> Document extract:
BEGIN

June 15, 2021
The University of Texas Medical Branch has announced the results of an international search for a new Director of the Galveston National Laboratory. Gary Kobinger, PhD, OM, MSC, will join the institution on Sept. 1,
2021.
Dr. Kobinger earned his PhD from the University of Montreal
and completed a post-doctoral fellowship at the University of Pennsylvania. In
2005, he was recruited by the Public Health Agency of Canada, and from 2008 to
2016 he served as Chief of the Special Pathogens Biosafety Level 4 program at
the National Microbiology Laboratory.
Since 2016, Dr. Kobinger has been Director of the Centre de
Recherche en Infectiologie (Infectious Diseases Research Center) at Université
Laval in Québec, Canada, where he has also served as Professor in the
Department of Infectious Diseases, Microbiology and Immunology. He concurrently
held appointments of associate professor at the University of Manitoba and
adjunct professor at the University of Pennsylvania.
His many honors include the Meritorious Service Cross
(civil division) of the Governor General of Canada, the Ernest C. Manning
Principal Award, and the Governor General of Canada’s Innovation Award. Dr.

END

> Problem 1:
Sum up the announcement about the new Galveston National Laboratory director in two sentences.
> Problem 2:
According to the announcement about the new Galveston National Laboratory director, which university granted Dr. Kobinger his PhD?
> Problem 3:
Resume the announcement about the new Galveston National Laboratory director from the point where it stops.

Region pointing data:
BEGIN

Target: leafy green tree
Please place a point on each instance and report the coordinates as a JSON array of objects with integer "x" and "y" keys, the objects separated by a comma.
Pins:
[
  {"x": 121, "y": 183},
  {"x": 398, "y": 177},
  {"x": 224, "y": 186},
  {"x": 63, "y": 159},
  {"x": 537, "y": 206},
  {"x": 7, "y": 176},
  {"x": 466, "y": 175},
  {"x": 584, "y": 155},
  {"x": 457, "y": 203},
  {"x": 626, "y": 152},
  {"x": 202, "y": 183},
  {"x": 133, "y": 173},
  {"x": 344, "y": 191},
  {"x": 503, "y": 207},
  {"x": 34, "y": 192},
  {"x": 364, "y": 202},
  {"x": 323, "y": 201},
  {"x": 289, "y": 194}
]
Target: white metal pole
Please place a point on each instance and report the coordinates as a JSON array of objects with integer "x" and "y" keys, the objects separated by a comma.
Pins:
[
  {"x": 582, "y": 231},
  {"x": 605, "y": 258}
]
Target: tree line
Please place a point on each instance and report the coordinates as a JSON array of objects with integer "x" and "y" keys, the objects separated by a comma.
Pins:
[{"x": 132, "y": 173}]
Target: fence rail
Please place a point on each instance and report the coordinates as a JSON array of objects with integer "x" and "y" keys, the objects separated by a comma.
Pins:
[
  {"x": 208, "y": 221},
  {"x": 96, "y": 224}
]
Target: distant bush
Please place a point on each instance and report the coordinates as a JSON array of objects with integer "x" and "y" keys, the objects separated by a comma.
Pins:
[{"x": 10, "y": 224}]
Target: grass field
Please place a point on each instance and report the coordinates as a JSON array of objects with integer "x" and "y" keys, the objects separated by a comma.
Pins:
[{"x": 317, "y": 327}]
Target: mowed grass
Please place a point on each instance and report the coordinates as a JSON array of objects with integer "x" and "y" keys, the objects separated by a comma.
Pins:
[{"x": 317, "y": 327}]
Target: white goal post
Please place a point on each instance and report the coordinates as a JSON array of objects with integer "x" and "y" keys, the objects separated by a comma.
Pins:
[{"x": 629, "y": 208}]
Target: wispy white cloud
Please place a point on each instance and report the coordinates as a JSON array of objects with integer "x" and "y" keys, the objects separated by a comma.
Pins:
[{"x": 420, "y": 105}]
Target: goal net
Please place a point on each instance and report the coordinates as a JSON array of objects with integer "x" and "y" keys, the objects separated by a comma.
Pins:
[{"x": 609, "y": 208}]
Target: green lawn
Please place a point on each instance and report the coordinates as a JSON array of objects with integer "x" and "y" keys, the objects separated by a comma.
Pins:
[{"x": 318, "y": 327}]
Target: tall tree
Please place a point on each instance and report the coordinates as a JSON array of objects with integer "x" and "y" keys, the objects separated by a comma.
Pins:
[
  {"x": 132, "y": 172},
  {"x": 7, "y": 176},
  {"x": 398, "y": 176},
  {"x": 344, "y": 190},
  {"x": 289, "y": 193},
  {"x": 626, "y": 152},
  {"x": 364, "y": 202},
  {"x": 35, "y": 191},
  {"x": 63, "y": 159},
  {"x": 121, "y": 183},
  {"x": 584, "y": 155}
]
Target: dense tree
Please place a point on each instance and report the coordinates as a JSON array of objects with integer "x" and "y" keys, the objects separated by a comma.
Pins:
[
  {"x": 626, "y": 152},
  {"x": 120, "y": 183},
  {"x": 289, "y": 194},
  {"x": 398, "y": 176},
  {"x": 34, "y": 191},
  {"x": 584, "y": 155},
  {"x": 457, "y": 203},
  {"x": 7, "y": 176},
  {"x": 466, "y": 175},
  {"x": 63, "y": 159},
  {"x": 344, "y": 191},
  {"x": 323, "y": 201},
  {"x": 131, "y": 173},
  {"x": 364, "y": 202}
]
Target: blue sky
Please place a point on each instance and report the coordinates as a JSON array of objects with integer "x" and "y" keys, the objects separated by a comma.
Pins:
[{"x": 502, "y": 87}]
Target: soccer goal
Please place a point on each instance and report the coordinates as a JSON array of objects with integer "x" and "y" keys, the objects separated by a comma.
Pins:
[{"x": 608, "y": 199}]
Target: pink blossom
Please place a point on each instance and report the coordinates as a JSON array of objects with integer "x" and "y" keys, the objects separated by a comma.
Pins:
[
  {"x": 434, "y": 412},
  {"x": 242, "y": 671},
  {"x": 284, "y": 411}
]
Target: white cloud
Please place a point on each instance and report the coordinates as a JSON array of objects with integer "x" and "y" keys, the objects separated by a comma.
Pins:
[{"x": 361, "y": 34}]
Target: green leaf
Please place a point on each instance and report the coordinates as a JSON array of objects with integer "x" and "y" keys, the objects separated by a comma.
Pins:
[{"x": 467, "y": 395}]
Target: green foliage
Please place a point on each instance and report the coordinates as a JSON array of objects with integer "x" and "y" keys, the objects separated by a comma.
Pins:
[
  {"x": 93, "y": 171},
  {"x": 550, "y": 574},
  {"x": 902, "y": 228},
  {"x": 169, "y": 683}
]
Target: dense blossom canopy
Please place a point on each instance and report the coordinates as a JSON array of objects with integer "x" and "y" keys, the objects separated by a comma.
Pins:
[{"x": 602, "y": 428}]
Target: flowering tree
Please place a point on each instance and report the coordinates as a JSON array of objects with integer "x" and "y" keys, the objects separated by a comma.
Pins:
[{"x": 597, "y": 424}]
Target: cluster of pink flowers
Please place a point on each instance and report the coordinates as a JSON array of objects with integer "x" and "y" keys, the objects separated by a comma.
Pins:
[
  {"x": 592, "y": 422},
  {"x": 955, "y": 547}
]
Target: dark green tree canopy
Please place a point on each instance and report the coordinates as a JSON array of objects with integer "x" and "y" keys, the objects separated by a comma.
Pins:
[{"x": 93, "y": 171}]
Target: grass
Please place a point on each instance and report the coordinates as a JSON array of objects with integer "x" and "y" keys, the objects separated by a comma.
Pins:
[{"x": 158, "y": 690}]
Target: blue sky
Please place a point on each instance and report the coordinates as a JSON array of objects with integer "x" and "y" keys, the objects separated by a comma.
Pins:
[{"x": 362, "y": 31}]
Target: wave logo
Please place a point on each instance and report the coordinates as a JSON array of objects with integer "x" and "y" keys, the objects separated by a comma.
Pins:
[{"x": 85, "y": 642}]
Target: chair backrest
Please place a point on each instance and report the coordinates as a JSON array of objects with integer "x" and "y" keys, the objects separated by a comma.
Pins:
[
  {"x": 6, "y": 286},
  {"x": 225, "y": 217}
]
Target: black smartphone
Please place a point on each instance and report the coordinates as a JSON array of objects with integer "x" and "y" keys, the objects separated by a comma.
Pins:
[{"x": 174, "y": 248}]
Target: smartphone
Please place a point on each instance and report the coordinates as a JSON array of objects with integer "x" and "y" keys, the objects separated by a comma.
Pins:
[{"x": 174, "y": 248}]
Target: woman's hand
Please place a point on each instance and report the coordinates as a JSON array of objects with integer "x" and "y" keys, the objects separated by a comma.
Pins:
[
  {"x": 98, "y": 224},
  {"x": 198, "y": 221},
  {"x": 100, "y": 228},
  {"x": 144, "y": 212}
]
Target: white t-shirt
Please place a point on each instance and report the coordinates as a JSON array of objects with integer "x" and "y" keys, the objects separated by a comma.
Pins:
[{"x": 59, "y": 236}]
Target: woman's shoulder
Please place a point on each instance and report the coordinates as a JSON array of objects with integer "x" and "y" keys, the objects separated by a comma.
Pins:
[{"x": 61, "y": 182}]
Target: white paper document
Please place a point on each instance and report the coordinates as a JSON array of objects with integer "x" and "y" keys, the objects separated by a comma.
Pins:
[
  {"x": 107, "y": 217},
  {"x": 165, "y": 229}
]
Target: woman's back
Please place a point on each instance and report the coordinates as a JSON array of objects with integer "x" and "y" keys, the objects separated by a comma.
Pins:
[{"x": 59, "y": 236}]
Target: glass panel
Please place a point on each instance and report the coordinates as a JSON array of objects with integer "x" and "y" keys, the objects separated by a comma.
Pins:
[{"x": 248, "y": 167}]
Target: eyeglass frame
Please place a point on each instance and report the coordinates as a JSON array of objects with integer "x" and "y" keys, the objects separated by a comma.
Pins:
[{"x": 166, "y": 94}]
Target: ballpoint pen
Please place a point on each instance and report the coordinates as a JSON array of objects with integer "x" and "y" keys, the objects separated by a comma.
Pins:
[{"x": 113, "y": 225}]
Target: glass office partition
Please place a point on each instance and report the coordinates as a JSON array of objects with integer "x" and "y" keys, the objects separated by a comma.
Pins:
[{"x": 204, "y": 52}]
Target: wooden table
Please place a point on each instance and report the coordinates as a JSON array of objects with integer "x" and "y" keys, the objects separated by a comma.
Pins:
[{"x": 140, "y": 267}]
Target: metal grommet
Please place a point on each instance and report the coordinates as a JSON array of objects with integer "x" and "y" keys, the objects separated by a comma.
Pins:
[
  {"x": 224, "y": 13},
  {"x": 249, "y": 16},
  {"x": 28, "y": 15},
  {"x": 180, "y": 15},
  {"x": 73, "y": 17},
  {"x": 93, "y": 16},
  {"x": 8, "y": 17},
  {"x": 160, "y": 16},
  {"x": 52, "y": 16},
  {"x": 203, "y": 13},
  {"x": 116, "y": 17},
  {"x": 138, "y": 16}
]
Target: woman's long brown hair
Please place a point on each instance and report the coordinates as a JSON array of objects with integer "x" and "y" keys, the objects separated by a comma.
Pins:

END

> Answer box 1:
The University of Texas Medical Branch has named Gary Kobinger, PhD, the new Director of the Galveston National Laboratory, and he will join on Sept. 1, 2021. He has directed the Infectious Diseases Research Center at Université Laval since 2016, earlier led the Special Pathogens Biosafety Level 4 program at the National Microbiology Laboratory, and has received honors including the Meritorious Service Cross.

> Answer box 2:
The University of Montreal.

> Answer box 3:
Kobinger was elected by the World Health Organization (WHO) to co-chair the
Emerging and Dangerous Pathogens Laboratory Global Network for Outbreak Response
and Readiness (2008 to 2014), and to serve the International Health Regulation
on the roster of experts in Viral Hemorrhagic Fever. He has been an ad hoc
advisor to the SAGE committee at WHO, the High Priority Pathogens committee,
and is a current advisor to the WHO Deputy Director-General, Emergency
Preparedness and Response.
Dr. Kobinger’s work focuses on developing and testing new
vaccine platforms and immune treatments against pathogens of high consequences
to global public health. He has co-authored more than 300 peer-reviewed
scientific manuscripts and given invited seminars at universities, national and
international funding agencies, departments of national defenses, the White
House, and the WHO. He has current funding from several agencies, including the
National Institutes of Health and Canadian Institutes of Health Research.